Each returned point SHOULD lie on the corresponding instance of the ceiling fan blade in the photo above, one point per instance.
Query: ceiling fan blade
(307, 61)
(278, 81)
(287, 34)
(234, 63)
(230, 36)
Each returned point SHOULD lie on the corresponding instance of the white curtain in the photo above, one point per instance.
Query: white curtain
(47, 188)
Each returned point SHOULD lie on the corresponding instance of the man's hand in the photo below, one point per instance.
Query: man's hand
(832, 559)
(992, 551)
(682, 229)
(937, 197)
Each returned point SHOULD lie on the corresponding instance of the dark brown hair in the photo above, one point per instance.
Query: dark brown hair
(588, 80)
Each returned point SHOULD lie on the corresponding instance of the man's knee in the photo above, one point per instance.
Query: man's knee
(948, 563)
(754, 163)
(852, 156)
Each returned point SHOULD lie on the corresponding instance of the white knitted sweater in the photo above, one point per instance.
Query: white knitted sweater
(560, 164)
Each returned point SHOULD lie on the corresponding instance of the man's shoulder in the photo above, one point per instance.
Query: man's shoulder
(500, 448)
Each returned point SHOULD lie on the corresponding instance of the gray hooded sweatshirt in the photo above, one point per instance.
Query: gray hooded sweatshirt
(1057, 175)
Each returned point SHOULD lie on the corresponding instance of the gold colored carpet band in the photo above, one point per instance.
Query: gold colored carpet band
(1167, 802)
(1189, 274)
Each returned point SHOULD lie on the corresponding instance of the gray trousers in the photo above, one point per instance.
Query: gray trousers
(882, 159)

• [Task objective] Rewrite the records from the line containing "the man's shoulder" down to the line containing "(1057, 175)", swapping "hooded" for "zippered" and leaving everything else unchanged.

• [Output of the task]
Each returned point SHOULD lie on the corresponding instance of the man's shoulder in the photo above, one point per instance.
Query: man's shoulder
(500, 448)
Each returned point SHOULD lie on the corresponding instance of the gray zippered sweatshirt in the photo above, one point per instance.
Query: gray zippered sweatshirt
(1057, 175)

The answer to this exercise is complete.